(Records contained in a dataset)
BEGIN

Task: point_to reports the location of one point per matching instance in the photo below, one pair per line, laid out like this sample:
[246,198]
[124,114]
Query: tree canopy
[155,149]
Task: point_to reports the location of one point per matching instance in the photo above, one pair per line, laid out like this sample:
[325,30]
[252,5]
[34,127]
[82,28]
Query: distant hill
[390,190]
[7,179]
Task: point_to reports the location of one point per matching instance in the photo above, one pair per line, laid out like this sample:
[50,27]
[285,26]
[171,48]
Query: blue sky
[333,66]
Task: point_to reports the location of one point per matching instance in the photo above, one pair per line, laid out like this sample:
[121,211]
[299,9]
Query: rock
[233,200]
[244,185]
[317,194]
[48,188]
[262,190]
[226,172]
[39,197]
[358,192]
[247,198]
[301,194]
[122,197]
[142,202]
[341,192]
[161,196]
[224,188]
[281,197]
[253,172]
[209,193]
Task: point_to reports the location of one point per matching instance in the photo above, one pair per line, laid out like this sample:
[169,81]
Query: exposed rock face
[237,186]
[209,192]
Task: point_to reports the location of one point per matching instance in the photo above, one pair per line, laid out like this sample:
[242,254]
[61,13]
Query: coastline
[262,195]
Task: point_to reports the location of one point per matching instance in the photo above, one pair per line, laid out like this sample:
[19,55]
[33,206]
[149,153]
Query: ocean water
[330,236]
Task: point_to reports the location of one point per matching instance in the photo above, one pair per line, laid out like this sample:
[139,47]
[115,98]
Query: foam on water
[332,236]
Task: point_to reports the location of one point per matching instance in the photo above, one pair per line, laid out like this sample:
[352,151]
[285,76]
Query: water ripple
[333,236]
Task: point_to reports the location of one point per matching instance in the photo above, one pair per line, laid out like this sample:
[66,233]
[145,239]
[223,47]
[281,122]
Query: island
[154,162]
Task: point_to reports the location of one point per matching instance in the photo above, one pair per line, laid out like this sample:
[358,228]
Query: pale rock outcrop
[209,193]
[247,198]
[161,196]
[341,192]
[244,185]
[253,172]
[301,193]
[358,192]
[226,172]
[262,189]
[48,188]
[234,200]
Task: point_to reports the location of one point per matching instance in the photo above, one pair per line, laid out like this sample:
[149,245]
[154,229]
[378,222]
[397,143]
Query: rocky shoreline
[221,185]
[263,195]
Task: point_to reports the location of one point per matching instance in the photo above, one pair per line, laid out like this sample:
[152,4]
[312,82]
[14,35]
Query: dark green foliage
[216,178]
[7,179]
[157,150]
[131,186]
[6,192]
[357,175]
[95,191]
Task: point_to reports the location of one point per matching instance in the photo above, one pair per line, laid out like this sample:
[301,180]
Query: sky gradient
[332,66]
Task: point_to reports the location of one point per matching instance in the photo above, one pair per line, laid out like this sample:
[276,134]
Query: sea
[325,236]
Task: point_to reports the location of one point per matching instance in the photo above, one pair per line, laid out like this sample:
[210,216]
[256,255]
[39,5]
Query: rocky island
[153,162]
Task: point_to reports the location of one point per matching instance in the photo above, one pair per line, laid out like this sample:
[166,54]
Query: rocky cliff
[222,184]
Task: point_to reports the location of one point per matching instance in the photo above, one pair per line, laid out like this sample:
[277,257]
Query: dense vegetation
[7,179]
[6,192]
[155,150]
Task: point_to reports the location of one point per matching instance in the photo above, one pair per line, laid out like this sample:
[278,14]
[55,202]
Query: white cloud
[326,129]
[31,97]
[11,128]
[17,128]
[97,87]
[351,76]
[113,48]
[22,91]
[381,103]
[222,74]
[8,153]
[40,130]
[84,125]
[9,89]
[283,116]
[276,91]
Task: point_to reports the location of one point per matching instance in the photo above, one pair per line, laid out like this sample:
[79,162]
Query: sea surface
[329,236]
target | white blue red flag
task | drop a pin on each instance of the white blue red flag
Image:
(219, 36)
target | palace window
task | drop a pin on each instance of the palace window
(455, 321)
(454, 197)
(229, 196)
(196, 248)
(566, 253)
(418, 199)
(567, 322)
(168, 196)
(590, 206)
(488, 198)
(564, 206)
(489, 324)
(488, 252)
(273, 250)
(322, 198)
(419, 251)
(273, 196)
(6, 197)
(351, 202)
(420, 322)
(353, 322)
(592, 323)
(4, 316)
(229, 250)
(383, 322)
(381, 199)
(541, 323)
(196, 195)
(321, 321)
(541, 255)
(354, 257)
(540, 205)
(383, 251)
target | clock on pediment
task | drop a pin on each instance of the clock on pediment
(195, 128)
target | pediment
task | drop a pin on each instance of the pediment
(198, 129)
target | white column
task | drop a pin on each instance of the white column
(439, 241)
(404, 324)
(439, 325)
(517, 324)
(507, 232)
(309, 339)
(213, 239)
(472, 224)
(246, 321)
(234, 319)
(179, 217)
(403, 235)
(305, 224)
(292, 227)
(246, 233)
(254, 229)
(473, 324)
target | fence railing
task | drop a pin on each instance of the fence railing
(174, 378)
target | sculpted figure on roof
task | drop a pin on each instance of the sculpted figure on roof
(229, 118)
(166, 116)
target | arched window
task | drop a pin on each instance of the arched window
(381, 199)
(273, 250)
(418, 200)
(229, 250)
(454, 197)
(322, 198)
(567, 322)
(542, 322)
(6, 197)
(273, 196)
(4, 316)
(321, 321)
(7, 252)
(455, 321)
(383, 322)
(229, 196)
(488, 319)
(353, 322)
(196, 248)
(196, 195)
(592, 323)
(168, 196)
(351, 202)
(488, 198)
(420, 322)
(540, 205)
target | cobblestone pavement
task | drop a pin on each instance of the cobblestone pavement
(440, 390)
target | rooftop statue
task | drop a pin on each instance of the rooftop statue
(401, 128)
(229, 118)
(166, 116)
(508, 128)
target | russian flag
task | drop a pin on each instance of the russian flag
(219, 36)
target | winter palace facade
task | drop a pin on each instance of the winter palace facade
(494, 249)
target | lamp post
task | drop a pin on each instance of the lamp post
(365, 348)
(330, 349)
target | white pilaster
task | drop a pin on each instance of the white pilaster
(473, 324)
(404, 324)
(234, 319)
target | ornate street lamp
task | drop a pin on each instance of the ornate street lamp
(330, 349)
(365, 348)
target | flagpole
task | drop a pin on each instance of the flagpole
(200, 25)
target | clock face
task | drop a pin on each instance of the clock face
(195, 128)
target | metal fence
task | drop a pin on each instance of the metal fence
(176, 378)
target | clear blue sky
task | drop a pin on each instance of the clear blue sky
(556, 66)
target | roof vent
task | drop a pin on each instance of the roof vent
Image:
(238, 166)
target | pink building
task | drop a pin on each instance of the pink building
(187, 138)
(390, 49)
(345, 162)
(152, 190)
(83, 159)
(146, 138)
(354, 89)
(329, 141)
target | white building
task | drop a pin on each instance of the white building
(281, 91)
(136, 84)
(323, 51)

END

WORK TO COMPLETE
Each line in the records above with "vent" must be returned.

RESPONSE BOX
target | roof vent
task | drop a pin on each instance of the roof vent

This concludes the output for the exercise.